▸ Page:
* * * * * * *

At the end of the day we are not all the same peas-in-a-pod. The age differance alone make for differences.
Have you done anything like a long holiday all together? Althought, this is not the same it would give a slight indication how you all might get on.0 -
My g/f moved in with me when i was at home to help save for a deposit. I dunno wether it was because it was my parents or just odd but it seemed to go okay.
What are you motives for moving in other than saving them money?!
Im sure it would be more difficult with kids involved but its just a case or respecting everyones privacy. I honestly dont think it would be you who has more problems more like your in laws in dealing with the kids, then the inlaws telling you how to parent and then you kicking off at in laws.0 -
bigmaz my daughter, her partner and our grandson lived with us for approx 4 to 5 months last year, while their house was built. Now we are (IMHO) very laid back and easy going and we all got along okay. Best part for us I suppose was seeing grandson grow up and no we were not put upon as easy babysitters, as we continued to have our social life.

* * * * * * *

▸ Brief 1: In the thread about living with family, why does the poster whose daughter's household moved in say they were not used as easy babysitters?
▸ Brief 2: Extend the thread about living with family, picking up after its final sentence.

Entries for labeling object positions:
* * * * * * *

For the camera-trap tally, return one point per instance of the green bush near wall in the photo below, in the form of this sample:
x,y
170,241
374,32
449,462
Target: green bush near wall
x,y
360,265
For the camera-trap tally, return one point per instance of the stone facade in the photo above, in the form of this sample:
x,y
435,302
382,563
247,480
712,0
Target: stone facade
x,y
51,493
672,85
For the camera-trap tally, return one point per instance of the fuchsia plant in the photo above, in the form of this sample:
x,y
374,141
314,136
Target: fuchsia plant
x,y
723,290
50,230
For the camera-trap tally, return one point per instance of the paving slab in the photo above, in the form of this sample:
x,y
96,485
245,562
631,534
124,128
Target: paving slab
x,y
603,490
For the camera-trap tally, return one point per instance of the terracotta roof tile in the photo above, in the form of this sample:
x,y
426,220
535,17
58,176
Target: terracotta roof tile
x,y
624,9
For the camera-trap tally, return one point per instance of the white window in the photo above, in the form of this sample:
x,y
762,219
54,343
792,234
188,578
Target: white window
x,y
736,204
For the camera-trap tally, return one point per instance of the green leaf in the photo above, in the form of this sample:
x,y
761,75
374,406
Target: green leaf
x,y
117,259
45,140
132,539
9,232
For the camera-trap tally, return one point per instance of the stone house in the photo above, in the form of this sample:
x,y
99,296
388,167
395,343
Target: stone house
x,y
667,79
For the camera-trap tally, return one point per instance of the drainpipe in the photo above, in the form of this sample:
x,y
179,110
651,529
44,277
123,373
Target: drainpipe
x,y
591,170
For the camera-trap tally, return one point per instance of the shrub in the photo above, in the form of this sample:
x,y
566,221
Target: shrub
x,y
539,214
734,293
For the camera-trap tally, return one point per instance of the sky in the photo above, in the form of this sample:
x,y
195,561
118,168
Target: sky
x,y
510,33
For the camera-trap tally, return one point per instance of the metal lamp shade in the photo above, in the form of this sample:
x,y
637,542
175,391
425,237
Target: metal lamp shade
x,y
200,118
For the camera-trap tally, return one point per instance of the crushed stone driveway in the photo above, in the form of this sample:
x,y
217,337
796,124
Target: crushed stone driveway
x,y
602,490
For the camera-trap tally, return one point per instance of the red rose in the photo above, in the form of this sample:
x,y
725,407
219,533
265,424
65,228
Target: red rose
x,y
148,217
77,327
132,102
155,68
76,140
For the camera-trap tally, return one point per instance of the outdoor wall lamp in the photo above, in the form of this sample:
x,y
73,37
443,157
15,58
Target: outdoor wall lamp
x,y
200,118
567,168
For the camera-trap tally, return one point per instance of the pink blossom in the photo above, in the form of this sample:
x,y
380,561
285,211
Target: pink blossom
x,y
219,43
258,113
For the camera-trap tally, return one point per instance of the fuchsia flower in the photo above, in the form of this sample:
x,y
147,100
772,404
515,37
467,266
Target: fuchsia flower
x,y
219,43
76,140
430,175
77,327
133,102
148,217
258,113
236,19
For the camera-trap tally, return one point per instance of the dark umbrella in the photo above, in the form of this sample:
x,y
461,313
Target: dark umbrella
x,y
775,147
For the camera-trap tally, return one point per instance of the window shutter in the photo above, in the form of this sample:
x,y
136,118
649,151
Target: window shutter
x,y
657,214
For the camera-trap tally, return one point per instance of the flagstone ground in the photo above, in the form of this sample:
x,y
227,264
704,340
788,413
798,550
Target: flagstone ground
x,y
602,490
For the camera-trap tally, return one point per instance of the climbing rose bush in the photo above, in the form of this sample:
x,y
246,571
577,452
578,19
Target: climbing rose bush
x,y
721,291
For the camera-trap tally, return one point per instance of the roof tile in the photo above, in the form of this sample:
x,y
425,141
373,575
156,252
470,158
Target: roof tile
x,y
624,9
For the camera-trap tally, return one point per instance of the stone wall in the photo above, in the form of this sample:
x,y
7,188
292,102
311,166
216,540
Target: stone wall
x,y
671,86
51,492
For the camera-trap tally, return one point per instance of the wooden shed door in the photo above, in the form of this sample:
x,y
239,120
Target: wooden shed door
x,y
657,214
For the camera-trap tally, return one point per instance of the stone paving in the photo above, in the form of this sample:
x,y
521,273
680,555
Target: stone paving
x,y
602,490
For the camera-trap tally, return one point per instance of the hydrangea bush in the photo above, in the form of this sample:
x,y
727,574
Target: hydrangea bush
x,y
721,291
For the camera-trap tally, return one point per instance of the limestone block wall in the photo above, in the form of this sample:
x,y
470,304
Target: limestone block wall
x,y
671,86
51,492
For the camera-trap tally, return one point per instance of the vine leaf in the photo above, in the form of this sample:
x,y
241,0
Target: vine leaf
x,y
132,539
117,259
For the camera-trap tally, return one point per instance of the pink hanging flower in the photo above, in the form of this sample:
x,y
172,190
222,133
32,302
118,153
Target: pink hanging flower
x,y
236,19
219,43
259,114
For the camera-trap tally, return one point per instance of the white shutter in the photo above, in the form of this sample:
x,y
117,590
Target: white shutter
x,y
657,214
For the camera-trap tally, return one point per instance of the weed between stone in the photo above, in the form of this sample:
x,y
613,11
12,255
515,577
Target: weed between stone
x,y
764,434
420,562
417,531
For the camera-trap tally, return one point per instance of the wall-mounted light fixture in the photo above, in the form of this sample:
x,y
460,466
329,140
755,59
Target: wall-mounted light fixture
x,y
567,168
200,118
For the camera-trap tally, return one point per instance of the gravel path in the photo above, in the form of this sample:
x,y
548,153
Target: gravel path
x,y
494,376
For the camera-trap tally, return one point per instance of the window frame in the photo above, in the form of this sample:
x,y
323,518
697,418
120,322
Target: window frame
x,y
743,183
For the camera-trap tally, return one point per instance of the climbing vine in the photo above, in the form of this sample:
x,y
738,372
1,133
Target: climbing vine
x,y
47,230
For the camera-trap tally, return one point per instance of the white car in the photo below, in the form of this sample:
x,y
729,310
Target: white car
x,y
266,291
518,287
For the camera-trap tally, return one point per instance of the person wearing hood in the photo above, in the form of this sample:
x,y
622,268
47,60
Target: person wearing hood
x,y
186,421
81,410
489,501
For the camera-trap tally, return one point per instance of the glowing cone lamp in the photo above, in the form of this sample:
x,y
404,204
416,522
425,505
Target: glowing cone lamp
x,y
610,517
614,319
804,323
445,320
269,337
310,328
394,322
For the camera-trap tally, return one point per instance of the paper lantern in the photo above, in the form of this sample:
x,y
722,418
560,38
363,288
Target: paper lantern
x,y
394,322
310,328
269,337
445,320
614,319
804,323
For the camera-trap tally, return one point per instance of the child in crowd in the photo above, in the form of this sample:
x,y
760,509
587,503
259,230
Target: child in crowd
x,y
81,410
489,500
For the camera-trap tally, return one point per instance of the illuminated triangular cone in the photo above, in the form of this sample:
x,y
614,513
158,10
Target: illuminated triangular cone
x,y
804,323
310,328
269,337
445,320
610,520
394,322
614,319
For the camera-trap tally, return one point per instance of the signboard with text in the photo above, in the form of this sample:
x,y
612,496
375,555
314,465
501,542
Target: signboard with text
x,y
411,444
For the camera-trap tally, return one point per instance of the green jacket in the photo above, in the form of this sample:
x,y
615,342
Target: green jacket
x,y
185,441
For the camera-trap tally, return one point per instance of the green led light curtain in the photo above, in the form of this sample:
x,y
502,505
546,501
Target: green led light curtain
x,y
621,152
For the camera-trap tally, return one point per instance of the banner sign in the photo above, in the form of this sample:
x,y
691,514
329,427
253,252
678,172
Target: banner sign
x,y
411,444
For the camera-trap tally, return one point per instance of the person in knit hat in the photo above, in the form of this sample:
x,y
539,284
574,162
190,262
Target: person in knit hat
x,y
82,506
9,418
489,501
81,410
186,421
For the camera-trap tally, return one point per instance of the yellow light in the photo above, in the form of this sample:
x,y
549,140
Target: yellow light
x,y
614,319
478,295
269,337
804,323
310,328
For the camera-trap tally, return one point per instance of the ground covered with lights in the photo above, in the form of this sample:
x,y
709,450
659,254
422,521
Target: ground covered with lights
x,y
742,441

* * * * * * *

▸ Answer 1: They were not used as easy babysitters because they kept up their own social life while the daughter, her partner and their grandson lived with them.

▸ Answer 2:
Privacy does get compromised no matter how hard you try and as others have said, there is only ever one cook in the kitchen!
Draw your own conclusions when I say Grandson is welcome to stay over with us anytime. :A0 -
Really not a good idea. There's the generation gap and it does exist.
Then there's the tension of having other people around on a permanent basis. It always leads to issues of privacy, who pays for what and when and very often, the default position kicks in so that the younger of the generations ends up reverting to a pre-adult time and taking stuff for granted....which the older generation then gets a bit ticked off about...
It can get a bit fraught.0 -
If you do move in with them you need to make absolutely clear how much you and your wife are going to be paying for the rent and/or bills, BEFORE you move.
If they are struggling to keep the house now, what will they be like when you want to move out and the rent stops coming? Will they lean on your wife to get her to talk you into staying longer? And why can't they manage their outgoings now, are they bad with money? You may find that you end up paying out a lot more than you budgeted for. My parents lived with my dad's parents for a time, just after they married. My mum worked out that the money they were paying to her MIL for food (on top of the rent) was feeding all four of them!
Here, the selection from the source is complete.